Start of DATA FOR THE TASK

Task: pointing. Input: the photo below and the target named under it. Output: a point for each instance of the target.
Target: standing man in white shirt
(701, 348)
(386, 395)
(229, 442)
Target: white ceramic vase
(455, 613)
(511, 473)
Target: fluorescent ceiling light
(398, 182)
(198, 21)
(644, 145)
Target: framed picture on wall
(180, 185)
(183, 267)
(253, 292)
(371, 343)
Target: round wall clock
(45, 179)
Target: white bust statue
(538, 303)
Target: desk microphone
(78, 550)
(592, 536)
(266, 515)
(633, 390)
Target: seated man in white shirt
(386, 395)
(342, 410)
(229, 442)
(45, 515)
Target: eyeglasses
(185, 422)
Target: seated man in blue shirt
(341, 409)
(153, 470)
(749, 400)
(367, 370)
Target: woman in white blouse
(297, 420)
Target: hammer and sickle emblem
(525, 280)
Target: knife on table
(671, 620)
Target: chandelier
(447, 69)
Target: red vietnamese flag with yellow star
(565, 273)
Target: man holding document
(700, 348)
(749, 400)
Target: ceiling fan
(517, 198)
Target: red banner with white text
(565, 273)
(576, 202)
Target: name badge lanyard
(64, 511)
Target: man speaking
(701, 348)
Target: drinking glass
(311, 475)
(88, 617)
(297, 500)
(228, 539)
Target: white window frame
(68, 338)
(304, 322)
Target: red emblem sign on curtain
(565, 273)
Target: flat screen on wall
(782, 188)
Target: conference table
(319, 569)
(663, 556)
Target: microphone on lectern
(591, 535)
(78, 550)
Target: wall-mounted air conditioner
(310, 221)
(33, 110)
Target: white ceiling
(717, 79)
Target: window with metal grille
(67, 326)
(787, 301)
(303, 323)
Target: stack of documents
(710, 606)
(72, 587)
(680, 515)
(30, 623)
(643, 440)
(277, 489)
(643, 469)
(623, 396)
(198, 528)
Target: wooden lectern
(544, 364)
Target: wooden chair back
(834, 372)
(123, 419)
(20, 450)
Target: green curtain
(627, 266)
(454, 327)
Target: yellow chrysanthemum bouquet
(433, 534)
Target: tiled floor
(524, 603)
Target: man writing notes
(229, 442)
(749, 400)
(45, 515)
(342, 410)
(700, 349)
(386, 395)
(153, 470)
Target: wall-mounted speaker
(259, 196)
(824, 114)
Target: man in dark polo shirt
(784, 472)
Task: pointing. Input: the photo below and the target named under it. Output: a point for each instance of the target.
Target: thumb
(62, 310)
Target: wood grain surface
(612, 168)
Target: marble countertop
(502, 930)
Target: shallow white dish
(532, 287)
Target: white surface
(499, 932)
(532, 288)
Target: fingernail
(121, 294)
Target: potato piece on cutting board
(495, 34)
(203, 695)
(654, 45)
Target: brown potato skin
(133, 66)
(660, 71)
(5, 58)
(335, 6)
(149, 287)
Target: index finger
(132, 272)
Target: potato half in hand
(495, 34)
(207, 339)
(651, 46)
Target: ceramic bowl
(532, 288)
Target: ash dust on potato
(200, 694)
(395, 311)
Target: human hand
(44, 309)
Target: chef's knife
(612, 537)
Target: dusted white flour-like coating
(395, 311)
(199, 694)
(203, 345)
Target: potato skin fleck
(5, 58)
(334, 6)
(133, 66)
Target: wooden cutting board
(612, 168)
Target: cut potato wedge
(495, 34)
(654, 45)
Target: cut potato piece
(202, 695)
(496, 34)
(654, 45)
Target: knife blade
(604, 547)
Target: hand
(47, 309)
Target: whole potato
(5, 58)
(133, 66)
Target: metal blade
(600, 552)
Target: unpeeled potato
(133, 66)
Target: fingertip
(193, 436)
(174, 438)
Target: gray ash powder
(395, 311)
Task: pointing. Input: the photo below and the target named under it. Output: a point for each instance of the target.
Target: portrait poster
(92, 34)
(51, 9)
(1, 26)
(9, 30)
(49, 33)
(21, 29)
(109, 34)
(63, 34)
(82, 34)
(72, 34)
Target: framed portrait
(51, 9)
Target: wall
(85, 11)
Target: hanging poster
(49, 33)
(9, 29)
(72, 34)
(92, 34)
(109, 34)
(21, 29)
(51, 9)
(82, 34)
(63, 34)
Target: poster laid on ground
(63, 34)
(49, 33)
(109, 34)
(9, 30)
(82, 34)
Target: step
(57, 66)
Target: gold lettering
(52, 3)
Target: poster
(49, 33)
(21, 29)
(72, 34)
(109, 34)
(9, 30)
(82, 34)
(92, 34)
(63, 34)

End of DATA FOR THE TASK
Start of DATA FOR THE TASK

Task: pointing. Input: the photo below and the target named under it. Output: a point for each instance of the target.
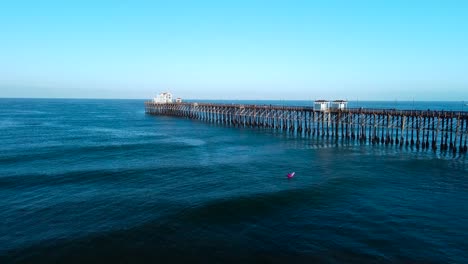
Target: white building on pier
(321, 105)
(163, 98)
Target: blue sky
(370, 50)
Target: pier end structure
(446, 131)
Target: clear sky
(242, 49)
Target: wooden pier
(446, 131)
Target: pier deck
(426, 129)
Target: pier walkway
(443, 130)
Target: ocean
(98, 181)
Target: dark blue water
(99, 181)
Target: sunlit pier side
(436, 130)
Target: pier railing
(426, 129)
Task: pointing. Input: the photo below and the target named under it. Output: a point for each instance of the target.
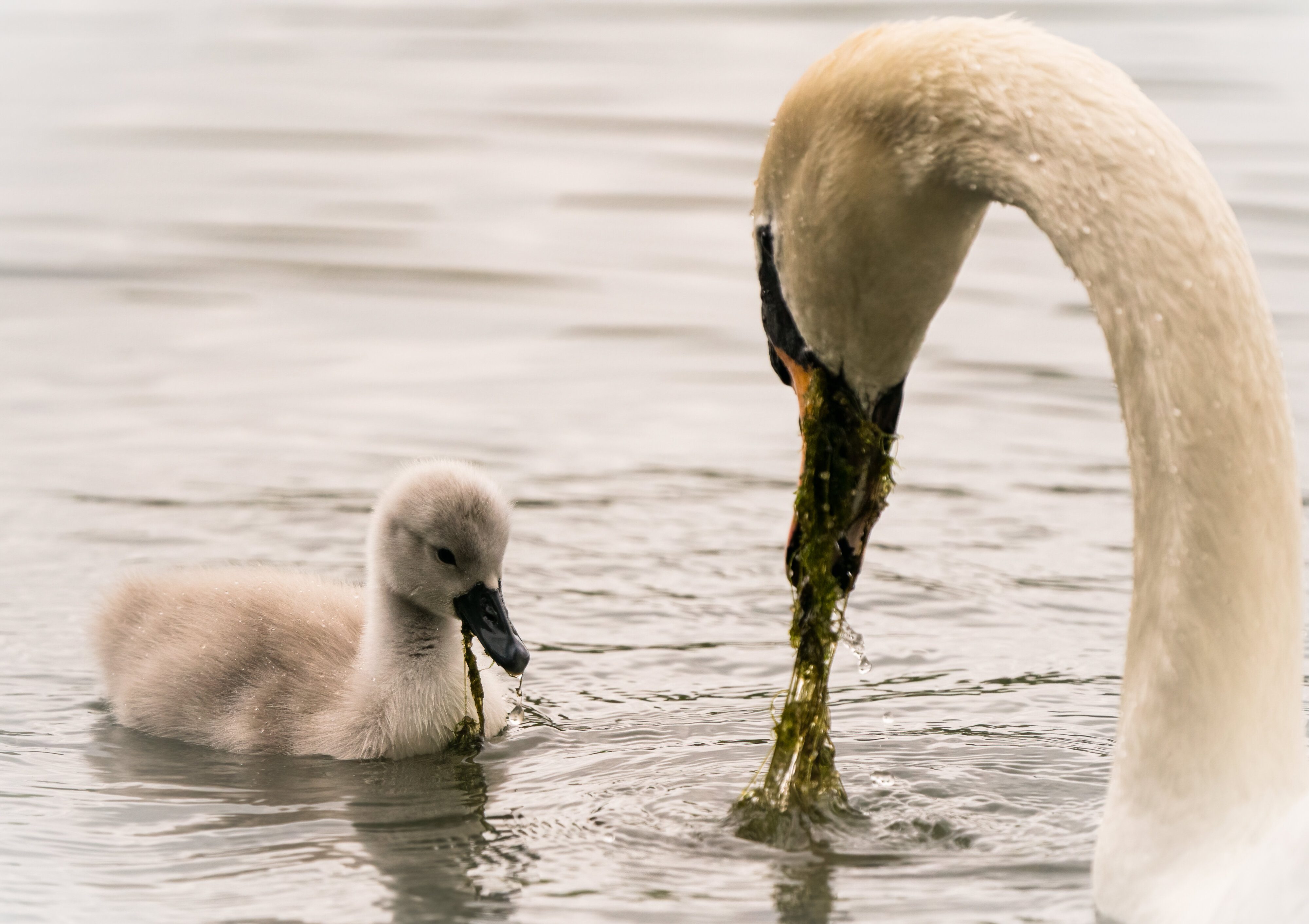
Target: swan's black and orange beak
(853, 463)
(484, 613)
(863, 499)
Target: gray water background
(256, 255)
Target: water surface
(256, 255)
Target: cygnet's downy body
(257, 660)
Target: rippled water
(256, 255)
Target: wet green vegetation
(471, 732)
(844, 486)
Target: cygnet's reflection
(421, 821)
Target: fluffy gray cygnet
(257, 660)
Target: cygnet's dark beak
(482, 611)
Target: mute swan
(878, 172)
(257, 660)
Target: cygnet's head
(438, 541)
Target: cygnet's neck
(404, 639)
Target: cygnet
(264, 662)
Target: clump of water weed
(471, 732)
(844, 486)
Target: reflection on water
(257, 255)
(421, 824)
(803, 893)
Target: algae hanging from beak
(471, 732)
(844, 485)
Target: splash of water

End of DATA FOR THE TASK
Start of DATA FOR THE TASK

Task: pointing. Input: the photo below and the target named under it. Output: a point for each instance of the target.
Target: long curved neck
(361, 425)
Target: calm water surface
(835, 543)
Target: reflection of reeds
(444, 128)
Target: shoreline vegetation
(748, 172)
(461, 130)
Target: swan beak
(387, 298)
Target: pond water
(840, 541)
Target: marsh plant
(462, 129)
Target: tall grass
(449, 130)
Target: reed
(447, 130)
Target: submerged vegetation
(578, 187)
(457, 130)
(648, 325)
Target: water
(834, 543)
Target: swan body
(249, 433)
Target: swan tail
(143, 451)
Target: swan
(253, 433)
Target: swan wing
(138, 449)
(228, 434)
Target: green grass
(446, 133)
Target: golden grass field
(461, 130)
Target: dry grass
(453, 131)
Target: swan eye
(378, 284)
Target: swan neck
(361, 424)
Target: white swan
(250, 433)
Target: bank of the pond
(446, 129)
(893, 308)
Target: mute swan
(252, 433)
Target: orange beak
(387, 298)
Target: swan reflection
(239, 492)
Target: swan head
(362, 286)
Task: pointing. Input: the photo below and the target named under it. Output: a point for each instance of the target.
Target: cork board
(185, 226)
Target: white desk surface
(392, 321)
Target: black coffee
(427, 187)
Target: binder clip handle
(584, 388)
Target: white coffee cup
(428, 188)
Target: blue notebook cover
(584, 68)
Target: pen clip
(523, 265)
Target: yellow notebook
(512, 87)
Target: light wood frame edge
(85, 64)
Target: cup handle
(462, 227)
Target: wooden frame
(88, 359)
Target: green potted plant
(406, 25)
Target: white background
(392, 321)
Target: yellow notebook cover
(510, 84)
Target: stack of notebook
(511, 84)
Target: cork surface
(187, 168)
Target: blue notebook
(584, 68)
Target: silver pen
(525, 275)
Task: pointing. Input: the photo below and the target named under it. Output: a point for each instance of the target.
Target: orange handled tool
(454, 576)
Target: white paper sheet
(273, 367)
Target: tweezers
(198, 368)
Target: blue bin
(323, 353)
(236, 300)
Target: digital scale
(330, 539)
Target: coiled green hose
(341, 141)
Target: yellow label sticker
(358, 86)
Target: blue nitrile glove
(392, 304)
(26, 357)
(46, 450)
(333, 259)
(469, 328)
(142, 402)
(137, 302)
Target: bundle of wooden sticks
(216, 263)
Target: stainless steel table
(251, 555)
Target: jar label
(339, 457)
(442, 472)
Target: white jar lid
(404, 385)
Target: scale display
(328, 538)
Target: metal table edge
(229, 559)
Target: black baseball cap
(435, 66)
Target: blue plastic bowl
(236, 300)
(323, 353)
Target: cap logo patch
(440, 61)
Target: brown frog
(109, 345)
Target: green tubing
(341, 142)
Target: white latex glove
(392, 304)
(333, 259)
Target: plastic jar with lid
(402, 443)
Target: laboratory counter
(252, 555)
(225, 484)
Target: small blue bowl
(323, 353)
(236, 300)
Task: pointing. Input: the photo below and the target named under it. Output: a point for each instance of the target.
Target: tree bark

End of DATA FOR THE TASK

Rewrite the entries beginning at the line that has "Target: rippled water" and stopping after the line that has "Target: splash of water", replacing "cygnet" with "young swan" and changing nothing else.

> COMPLETE ANSWER:
Target: rippled water
(256, 255)
Target: wet green vegetation
(471, 732)
(844, 486)
Target: young swan's reflection
(421, 821)
Target: fluffy gray young swan
(257, 660)
Target: young swan's dark beak
(482, 611)
Target: mute swan
(878, 172)
(257, 660)
Target: young swan's head
(438, 541)
Target: young swan's neck
(404, 639)
Target: young swan
(264, 662)
Target: clump of water weed
(471, 732)
(844, 486)
Target: reflection on water
(257, 255)
(421, 824)
(803, 893)
Target: algae hanging from beak
(471, 732)
(844, 485)
Target: splash of water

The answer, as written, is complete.